[Dataset excerpts on object pointing]
────────────────────

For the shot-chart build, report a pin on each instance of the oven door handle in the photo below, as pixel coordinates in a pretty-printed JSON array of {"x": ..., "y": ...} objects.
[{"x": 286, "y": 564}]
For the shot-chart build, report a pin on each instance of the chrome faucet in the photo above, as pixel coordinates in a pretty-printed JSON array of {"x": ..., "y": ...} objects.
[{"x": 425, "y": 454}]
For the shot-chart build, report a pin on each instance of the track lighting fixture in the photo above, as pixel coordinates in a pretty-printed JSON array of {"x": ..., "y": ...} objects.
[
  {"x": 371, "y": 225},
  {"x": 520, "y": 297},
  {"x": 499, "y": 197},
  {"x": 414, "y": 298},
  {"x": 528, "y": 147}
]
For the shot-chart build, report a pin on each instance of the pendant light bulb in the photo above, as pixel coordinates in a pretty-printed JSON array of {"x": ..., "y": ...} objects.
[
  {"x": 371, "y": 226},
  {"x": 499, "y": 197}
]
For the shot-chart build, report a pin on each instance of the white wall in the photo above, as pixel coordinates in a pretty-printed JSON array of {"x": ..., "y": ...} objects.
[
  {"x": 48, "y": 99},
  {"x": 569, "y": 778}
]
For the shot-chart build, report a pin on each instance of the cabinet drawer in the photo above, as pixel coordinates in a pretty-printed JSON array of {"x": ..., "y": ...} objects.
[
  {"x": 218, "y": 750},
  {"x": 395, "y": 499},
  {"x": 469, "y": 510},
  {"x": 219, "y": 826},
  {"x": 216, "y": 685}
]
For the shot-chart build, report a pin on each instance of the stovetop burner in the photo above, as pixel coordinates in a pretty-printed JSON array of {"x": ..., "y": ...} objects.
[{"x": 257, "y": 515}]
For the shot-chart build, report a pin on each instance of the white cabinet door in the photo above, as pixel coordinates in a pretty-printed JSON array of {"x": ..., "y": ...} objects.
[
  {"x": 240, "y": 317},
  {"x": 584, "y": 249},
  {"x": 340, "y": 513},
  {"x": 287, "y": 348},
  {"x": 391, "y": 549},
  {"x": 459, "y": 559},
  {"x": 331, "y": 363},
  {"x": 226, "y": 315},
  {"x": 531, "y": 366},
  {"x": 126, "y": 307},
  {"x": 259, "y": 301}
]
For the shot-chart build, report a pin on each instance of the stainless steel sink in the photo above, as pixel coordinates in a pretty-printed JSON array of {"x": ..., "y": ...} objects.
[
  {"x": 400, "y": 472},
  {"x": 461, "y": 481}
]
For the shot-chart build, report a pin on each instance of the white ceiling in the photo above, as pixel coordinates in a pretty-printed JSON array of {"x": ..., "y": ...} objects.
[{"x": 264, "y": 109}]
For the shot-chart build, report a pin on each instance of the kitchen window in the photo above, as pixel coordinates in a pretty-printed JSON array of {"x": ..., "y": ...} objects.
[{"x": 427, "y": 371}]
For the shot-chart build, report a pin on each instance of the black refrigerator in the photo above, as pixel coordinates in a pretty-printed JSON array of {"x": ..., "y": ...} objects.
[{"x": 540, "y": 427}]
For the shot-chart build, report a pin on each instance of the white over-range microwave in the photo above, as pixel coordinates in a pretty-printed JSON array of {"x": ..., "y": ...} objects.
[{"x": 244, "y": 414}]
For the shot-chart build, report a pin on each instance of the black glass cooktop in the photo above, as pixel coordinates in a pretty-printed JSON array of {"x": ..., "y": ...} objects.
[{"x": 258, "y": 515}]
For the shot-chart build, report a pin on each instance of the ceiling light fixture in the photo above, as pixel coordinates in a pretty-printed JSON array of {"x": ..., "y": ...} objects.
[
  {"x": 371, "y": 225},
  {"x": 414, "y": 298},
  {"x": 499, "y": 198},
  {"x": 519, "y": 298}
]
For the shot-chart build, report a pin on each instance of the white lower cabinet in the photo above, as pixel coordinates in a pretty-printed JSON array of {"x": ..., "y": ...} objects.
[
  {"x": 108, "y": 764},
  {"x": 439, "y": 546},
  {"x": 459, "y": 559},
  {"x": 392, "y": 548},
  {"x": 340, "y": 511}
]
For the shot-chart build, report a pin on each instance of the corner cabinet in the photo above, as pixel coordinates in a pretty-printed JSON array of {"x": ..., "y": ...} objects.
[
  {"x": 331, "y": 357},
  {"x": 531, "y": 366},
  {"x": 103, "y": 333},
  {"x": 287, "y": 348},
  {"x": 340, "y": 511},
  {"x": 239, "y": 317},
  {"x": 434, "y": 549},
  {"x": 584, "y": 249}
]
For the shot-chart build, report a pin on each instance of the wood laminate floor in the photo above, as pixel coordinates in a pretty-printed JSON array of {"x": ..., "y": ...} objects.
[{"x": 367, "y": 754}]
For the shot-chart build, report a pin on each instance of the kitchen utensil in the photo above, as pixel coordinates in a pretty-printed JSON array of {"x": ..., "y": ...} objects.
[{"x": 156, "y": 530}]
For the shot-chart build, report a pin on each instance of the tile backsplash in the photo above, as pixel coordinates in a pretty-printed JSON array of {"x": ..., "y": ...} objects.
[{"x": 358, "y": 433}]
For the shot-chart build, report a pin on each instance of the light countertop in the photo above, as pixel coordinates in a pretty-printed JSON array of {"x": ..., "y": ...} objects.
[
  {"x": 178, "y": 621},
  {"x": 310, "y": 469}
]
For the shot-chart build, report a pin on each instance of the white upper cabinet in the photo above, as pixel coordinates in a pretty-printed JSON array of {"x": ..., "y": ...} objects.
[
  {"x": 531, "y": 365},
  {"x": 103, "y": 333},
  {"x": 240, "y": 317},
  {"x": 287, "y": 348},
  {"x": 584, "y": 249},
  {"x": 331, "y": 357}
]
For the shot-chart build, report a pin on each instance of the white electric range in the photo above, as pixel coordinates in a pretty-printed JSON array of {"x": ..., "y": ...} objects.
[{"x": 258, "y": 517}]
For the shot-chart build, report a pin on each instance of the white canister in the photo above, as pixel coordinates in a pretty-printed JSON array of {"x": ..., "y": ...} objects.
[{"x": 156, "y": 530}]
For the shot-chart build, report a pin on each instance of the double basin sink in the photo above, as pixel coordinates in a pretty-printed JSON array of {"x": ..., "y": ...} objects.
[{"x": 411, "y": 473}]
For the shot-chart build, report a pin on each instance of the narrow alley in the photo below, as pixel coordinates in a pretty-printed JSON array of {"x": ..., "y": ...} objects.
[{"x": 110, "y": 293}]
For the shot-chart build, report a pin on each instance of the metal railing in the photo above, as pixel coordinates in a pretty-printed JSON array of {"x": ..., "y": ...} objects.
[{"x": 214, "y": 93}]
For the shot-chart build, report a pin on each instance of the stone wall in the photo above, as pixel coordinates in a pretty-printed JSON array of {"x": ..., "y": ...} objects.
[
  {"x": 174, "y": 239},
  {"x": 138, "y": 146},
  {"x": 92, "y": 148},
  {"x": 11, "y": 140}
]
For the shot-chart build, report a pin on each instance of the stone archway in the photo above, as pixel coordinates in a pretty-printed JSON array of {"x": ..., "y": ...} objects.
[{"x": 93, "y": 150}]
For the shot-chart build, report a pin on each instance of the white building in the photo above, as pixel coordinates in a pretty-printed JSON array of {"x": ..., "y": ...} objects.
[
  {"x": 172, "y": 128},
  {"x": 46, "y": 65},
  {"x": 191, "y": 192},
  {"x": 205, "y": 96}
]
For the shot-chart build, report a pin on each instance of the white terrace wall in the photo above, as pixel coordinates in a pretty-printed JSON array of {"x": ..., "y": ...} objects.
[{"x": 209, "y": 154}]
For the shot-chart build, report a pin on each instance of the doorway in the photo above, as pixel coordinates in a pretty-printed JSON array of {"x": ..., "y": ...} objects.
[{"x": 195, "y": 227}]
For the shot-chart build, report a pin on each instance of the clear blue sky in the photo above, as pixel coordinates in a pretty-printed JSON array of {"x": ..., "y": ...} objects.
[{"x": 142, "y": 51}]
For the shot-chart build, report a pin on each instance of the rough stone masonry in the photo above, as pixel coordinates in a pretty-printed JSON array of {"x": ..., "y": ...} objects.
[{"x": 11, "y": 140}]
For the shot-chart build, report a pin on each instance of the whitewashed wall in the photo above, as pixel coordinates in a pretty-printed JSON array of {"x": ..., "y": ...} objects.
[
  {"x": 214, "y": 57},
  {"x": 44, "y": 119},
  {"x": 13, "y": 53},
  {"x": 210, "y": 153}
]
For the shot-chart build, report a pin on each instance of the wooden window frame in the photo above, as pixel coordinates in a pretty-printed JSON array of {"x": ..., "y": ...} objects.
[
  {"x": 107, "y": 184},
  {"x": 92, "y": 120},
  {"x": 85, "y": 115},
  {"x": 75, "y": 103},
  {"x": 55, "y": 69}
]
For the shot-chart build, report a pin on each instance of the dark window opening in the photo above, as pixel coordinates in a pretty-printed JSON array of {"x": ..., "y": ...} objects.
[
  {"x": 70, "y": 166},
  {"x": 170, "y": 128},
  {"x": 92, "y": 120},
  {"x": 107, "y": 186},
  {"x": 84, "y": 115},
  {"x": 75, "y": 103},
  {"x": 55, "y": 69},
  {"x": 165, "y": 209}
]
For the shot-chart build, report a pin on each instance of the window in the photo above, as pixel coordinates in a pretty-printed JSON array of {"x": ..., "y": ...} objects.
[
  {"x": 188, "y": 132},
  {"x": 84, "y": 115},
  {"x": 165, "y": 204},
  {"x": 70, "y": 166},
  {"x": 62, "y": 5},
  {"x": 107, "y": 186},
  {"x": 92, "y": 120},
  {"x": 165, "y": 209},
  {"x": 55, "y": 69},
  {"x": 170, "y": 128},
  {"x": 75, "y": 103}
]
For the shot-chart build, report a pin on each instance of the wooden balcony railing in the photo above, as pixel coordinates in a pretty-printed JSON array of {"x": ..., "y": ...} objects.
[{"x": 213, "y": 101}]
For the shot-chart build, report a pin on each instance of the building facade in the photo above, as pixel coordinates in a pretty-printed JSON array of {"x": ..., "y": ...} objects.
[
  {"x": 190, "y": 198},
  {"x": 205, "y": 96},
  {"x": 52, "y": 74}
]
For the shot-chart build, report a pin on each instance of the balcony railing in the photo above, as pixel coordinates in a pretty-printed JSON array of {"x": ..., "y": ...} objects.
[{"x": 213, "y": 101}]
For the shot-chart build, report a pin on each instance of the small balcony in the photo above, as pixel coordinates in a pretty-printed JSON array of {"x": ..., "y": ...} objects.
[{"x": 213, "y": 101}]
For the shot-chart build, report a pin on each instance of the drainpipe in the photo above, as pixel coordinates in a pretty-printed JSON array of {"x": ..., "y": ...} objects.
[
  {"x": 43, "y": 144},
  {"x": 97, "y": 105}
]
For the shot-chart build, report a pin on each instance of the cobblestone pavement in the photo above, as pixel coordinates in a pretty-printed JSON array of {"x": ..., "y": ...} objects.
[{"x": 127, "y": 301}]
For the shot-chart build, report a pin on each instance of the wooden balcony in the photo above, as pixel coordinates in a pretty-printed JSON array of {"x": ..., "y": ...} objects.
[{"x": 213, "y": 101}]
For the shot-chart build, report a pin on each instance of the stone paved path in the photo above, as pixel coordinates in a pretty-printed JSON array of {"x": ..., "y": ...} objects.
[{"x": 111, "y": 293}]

────────────────────

* [Short exercise]:
Return exactly, and only, the line containing "wooden balcony in" and every line after it through the end of the material.

* [Finished answer]:
For the shot-chart build, report a pin on each instance of the wooden balcony in the photo above, as pixel coordinates in a pretty-printed JSON array of {"x": ..., "y": ...} objects.
[{"x": 213, "y": 101}]
For the shot-chart build, report a pin on each instance of the stone paved path in the photo above, as pixel coordinates in a pretty-printed JSON array of {"x": ..., "y": ...} objects.
[{"x": 111, "y": 293}]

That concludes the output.